From the data, copy out every line in which the word "canopy" appears.

Point localization data

....

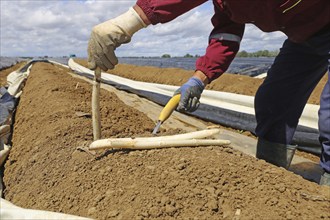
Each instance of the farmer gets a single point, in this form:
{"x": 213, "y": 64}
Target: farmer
{"x": 303, "y": 60}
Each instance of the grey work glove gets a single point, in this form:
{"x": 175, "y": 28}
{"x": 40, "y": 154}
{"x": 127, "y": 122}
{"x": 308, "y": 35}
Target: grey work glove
{"x": 190, "y": 94}
{"x": 107, "y": 36}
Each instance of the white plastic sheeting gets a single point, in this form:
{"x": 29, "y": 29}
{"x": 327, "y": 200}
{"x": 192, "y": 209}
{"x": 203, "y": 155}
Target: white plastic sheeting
{"x": 225, "y": 100}
{"x": 16, "y": 81}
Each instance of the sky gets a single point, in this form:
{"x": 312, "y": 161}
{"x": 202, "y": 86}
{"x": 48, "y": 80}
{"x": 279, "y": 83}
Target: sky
{"x": 62, "y": 27}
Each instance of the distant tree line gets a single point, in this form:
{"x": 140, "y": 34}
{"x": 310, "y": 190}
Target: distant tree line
{"x": 185, "y": 56}
{"x": 243, "y": 53}
{"x": 260, "y": 53}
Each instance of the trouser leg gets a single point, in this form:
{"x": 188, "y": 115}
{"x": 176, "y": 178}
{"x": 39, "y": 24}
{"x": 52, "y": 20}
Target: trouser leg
{"x": 281, "y": 98}
{"x": 324, "y": 126}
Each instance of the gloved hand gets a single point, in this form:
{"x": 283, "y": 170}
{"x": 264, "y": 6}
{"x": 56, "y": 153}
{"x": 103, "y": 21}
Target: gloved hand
{"x": 107, "y": 36}
{"x": 190, "y": 93}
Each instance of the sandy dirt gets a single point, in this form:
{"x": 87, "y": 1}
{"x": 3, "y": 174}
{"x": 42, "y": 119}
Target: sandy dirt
{"x": 47, "y": 170}
{"x": 239, "y": 84}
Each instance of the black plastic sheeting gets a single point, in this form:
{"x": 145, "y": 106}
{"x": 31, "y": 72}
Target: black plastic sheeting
{"x": 306, "y": 138}
{"x": 7, "y": 105}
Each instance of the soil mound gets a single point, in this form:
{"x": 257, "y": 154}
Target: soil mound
{"x": 233, "y": 83}
{"x": 48, "y": 170}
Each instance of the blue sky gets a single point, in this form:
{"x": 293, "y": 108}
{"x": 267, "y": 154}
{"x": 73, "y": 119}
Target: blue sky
{"x": 59, "y": 28}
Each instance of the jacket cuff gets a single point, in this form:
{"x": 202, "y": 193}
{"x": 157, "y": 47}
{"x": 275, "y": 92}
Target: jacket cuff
{"x": 145, "y": 6}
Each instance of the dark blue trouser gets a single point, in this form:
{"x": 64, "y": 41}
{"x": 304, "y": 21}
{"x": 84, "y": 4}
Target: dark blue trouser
{"x": 281, "y": 98}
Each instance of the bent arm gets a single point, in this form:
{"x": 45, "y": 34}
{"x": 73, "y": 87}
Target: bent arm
{"x": 224, "y": 42}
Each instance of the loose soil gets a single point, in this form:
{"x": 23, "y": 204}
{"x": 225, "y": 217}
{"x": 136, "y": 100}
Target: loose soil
{"x": 233, "y": 83}
{"x": 47, "y": 168}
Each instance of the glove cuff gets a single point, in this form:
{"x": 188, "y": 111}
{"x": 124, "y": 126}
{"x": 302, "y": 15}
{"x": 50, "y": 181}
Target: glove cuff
{"x": 130, "y": 22}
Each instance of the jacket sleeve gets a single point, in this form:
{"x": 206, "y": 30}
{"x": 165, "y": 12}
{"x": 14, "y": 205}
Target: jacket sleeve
{"x": 224, "y": 42}
{"x": 162, "y": 11}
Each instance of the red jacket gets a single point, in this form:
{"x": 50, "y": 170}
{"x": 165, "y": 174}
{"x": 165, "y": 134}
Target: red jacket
{"x": 298, "y": 19}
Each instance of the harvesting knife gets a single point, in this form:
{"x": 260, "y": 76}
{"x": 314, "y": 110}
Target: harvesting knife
{"x": 167, "y": 111}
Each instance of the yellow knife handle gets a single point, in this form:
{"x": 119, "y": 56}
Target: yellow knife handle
{"x": 169, "y": 107}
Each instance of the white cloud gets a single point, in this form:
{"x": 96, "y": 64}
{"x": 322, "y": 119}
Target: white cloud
{"x": 56, "y": 28}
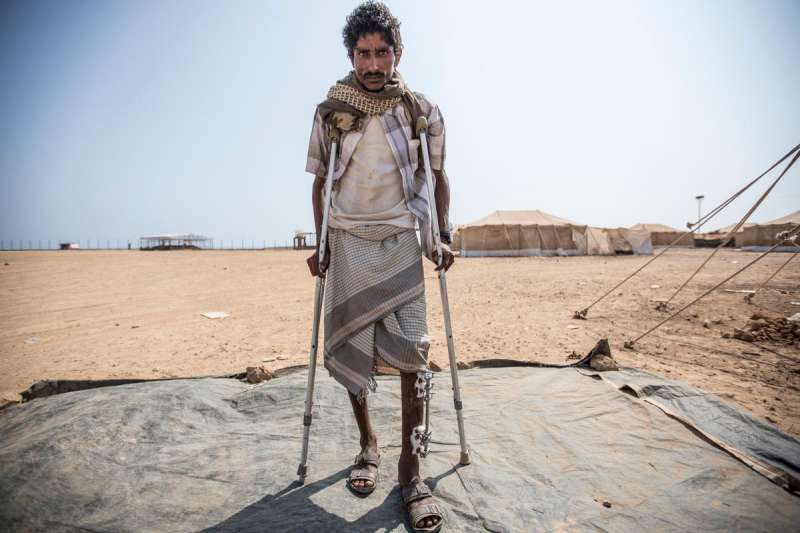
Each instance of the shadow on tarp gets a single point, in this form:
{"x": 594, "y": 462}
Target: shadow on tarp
{"x": 278, "y": 512}
{"x": 553, "y": 449}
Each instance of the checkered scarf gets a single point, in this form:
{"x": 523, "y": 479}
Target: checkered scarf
{"x": 349, "y": 96}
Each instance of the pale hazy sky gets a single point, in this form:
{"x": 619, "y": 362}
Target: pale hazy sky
{"x": 127, "y": 118}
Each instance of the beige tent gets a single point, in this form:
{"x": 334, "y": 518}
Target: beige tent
{"x": 614, "y": 241}
{"x": 661, "y": 235}
{"x": 520, "y": 233}
{"x": 534, "y": 233}
{"x": 759, "y": 237}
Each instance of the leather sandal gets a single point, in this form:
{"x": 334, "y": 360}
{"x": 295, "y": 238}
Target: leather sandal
{"x": 417, "y": 490}
{"x": 362, "y": 472}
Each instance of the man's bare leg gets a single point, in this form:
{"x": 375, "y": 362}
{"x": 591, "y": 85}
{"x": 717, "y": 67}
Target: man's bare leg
{"x": 408, "y": 466}
{"x": 368, "y": 438}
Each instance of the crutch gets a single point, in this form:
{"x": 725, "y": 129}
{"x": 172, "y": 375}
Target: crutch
{"x": 422, "y": 133}
{"x": 319, "y": 292}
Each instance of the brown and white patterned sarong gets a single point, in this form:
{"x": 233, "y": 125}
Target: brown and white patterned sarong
{"x": 374, "y": 305}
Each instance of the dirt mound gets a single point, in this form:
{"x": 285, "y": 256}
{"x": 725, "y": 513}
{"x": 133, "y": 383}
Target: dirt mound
{"x": 764, "y": 328}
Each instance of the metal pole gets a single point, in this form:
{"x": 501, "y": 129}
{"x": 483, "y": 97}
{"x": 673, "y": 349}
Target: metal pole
{"x": 422, "y": 132}
{"x": 319, "y": 292}
{"x": 699, "y": 199}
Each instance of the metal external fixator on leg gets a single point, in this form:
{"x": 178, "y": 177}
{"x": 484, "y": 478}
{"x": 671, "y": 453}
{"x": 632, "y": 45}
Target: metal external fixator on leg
{"x": 424, "y": 388}
{"x": 319, "y": 293}
{"x": 422, "y": 133}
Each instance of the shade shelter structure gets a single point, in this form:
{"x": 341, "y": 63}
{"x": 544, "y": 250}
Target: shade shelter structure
{"x": 173, "y": 241}
{"x": 521, "y": 234}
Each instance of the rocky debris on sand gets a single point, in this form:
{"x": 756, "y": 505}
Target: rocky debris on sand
{"x": 601, "y": 358}
{"x": 9, "y": 398}
{"x": 257, "y": 374}
{"x": 761, "y": 327}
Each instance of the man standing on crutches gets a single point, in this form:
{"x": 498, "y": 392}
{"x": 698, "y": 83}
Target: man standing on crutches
{"x": 370, "y": 194}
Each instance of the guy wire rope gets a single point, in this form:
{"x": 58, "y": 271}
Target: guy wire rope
{"x": 581, "y": 315}
{"x": 792, "y": 233}
{"x": 726, "y": 239}
{"x": 749, "y": 297}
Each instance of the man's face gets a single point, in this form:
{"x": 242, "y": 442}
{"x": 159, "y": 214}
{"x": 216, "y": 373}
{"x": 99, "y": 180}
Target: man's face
{"x": 374, "y": 61}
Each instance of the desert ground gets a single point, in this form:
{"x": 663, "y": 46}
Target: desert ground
{"x": 120, "y": 314}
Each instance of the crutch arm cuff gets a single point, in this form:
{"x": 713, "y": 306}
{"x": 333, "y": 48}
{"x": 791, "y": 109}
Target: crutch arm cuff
{"x": 422, "y": 125}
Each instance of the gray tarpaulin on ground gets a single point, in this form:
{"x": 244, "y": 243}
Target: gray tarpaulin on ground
{"x": 552, "y": 449}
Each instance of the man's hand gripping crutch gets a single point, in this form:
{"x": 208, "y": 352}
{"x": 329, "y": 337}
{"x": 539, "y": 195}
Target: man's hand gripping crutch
{"x": 422, "y": 133}
{"x": 319, "y": 291}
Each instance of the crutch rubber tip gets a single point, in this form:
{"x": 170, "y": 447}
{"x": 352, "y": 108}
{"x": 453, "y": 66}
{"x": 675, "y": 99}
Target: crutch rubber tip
{"x": 465, "y": 458}
{"x": 422, "y": 125}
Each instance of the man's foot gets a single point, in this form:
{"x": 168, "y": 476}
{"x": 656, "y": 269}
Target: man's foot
{"x": 364, "y": 475}
{"x": 423, "y": 512}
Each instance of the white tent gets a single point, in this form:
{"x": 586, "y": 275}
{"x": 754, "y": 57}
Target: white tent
{"x": 536, "y": 233}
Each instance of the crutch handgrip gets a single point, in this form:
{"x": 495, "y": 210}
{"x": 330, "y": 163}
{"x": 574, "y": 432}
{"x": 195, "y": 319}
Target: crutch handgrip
{"x": 422, "y": 125}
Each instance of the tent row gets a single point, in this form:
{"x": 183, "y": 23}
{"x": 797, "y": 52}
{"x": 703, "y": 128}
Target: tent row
{"x": 536, "y": 233}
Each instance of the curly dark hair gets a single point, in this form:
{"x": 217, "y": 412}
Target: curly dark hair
{"x": 371, "y": 17}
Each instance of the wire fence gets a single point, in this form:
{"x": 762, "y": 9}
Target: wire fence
{"x": 118, "y": 244}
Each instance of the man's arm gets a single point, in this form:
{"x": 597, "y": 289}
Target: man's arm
{"x": 317, "y": 194}
{"x": 442, "y": 193}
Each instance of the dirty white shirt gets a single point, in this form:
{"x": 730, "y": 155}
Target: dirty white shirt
{"x": 371, "y": 189}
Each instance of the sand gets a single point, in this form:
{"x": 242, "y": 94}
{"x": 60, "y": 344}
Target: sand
{"x": 119, "y": 314}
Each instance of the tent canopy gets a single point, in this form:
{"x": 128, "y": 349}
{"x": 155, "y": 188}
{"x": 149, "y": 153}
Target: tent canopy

....

## RESPONSE
Each instance of the tent canopy gets a single point, in this form:
Target: tent canopy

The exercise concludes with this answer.